Stored entries:
□ □ □
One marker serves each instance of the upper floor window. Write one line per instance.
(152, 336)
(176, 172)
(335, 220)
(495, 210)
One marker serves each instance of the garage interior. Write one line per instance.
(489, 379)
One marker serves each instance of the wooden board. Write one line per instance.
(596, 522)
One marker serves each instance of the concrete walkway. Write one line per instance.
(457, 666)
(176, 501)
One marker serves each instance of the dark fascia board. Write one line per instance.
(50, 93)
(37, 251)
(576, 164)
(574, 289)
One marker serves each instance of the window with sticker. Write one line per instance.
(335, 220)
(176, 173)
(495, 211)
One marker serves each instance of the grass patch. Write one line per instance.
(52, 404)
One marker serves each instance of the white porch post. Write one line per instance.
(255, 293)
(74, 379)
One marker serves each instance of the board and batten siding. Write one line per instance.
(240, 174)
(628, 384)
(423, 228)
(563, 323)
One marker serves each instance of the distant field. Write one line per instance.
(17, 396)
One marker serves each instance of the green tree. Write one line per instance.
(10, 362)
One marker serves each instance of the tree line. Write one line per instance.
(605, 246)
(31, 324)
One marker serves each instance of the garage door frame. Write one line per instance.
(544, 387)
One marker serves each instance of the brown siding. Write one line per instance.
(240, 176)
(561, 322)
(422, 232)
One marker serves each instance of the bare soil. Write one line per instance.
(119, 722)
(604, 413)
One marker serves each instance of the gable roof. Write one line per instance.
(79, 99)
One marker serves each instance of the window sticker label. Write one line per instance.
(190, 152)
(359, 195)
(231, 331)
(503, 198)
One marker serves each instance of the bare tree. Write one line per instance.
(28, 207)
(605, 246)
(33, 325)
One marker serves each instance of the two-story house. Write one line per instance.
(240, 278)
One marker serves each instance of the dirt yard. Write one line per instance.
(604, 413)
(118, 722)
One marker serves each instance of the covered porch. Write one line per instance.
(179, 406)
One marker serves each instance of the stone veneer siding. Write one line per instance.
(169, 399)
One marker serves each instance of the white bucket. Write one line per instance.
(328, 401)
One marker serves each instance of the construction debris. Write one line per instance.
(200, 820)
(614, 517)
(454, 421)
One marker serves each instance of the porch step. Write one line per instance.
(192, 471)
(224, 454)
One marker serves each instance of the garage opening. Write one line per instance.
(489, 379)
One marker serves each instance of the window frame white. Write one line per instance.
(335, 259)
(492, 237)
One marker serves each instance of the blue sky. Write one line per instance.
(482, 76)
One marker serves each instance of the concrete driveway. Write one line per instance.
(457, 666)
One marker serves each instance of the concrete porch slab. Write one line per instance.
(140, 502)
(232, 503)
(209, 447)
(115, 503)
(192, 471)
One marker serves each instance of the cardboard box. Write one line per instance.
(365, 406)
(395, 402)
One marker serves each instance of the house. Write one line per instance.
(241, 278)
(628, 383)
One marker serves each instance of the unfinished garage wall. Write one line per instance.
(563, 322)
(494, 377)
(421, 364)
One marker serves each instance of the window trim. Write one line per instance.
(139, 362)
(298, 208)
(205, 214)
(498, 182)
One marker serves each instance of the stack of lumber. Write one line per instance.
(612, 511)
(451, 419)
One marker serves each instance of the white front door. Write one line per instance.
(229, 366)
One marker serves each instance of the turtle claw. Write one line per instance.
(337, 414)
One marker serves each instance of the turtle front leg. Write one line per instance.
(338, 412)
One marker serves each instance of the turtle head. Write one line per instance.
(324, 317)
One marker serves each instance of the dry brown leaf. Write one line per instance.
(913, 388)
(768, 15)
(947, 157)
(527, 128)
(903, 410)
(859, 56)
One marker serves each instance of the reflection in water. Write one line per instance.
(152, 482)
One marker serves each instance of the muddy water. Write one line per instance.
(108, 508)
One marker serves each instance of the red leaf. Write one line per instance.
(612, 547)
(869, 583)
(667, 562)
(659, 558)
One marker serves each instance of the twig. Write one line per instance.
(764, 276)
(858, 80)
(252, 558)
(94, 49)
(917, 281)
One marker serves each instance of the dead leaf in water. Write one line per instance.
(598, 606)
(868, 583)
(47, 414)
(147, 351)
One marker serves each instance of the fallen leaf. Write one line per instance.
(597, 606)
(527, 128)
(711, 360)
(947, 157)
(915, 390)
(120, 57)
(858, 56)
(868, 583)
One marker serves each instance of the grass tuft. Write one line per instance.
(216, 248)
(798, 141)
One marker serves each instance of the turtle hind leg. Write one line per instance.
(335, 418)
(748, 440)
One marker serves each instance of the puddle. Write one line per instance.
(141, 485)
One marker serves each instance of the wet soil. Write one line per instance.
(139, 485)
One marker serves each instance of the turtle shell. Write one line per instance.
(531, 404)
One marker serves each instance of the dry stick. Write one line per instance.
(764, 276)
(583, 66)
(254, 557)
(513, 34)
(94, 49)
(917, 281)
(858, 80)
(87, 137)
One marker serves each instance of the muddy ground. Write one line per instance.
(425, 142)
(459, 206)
□ □ □
### [Set task]
All of the records must be retyped exactly as they are.

### [Exercise output]
One marker serves each instance of the upper floor window. Write one line per instance.
(152, 336)
(176, 172)
(335, 220)
(495, 210)
One marker serves each instance of the garage interior. Write one line per instance.
(489, 379)
One marker serves each instance of the wooden board. Write one line per instance.
(596, 522)
One marker serves each instance of the concrete walkway. Write one line per instance.
(457, 666)
(176, 501)
One marker serves each instance of the dark fascia board. Write one line per instance.
(50, 93)
(37, 251)
(576, 164)
(574, 289)
One marker serves each instance of the window with sticker. Write one line per instance.
(335, 220)
(176, 173)
(495, 211)
One marker serves each instance of the grass patch. Write one line per instance.
(52, 404)
One marker serves each instance of the white porch post. Write one line per instance.
(255, 293)
(74, 379)
One marker serves each instance of the board and batten siding. Write one line per instance.
(240, 174)
(628, 384)
(423, 228)
(563, 323)
One marker serves each instance of the distant field. Write one line per instance.
(17, 396)
One marker serves each instance of the green tree. Write one line per instance.
(10, 362)
One marker serves each instance of the tree line. Write one line per instance.
(605, 246)
(31, 324)
One marker serves each instance of the garage door frame. Write one line per instance.
(544, 387)
One marker serves each instance of the brown siding. Write one line per instance.
(240, 176)
(561, 322)
(422, 232)
One marker serves each instance of the bare soil. Write one line per instance.
(119, 722)
(604, 413)
One marker serves each instance of the gable roof. Write one line per instance.
(79, 99)
One marker serves each instance of the window sticker label. Write one line per instance.
(190, 152)
(359, 195)
(231, 331)
(503, 198)
One marker serves each instance of the bare tree. Write one line per instance.
(28, 207)
(605, 246)
(33, 325)
One marker serves each instance of the two-story house. Write one line per instance.
(240, 278)
One marker serves each instance of the dirt yard. Write one line per instance.
(604, 413)
(118, 722)
One marker serves each instance of the covered porch. Write one line per instance.
(179, 406)
One marker serves each instance of the stone veneer siding. Write one line per instance.
(169, 399)
One marker serves each instance of the white bucket. Write one line per instance.
(328, 401)
One marker serves each instance of the construction debris. Write one line per instance.
(200, 820)
(614, 517)
(454, 421)
One marker serves each instance of the porch step. Write one line per instance.
(192, 471)
(224, 454)
One marker serves each instance of the garage opening. Write one line per instance.
(489, 379)
One marker serves each instance of the window frame white. Write one line per instance.
(335, 259)
(492, 237)
One marker serves each instance of the blue sky. Write one line per instance.
(482, 76)
One marker serves each instance of the concrete driveway. Write one line per instance.
(457, 666)
One marker serves each instance of the concrete porch slab. Write one line per instance.
(140, 502)
(232, 503)
(209, 447)
(115, 503)
(192, 471)
One marker serves each instance of the cardboard box. Write one line per instance.
(365, 406)
(395, 402)
One marker serves each instance of the house. Write one line per instance.
(241, 278)
(628, 383)
One marker serves each instance of the unfinished garage wall. Write one line per instance.
(563, 322)
(494, 377)
(421, 364)
One marker serves each instance of the window trim. Write one line per instance.
(139, 362)
(298, 208)
(205, 214)
(498, 182)
One marker serves each instance of the stack of lumber. Write one line per instance.
(612, 511)
(451, 419)
One marker serves each instance of the white front door. Write one line per instance.
(229, 366)
One marker serves each instance of the turtle claw. Write one line per instance.
(337, 414)
One marker serves each instance of the turtle front leg. Write one line per instance.
(338, 412)
One marker serves each instance of the turtle head. Write one line per instance.
(324, 317)
One marker serves each instance of the dry brown leaf. Write one line per instance.
(913, 388)
(768, 15)
(947, 157)
(527, 128)
(903, 410)
(859, 56)
One marker serves each instance of the reflection in water. Write one line per instance.
(152, 482)
One marker serves each instance of the muddy water. Write one line per instance.
(108, 508)
One marker serves each instance of the red leaf. Write one line per instance.
(612, 547)
(869, 583)
(667, 562)
(659, 558)
One marker serves each instance of the twig. Write one line per instance.
(764, 276)
(858, 80)
(252, 558)
(94, 49)
(917, 281)
One marker serves each instance of the dead leaf in water. Write one line per instance.
(598, 606)
(868, 583)
(47, 414)
(147, 351)
One marker serves each instance of the fallen leaf. Write one line per instance.
(597, 606)
(527, 128)
(711, 360)
(947, 157)
(915, 390)
(120, 57)
(858, 56)
(868, 583)
One marker serves each instance of the grass tuft. Write one line per instance.
(216, 248)
(798, 141)
One marker serves each instance of the turtle hind leg. Write one line per instance.
(335, 418)
(748, 440)
One marker serves each instance of the puddle. Write one line per instance.
(141, 485)
One marker serves each instance of the wet soil. Write one line per instance.
(139, 485)
One marker serves each instance of the turtle shell. Write one line per instance.
(531, 404)
One marker serves each instance of the dry stick. Write one line per instance.
(764, 276)
(583, 66)
(254, 557)
(513, 34)
(94, 49)
(917, 281)
(858, 80)
(87, 137)
One marker serves each instance of the muddy ground. Write one line per instance.
(425, 142)
(459, 206)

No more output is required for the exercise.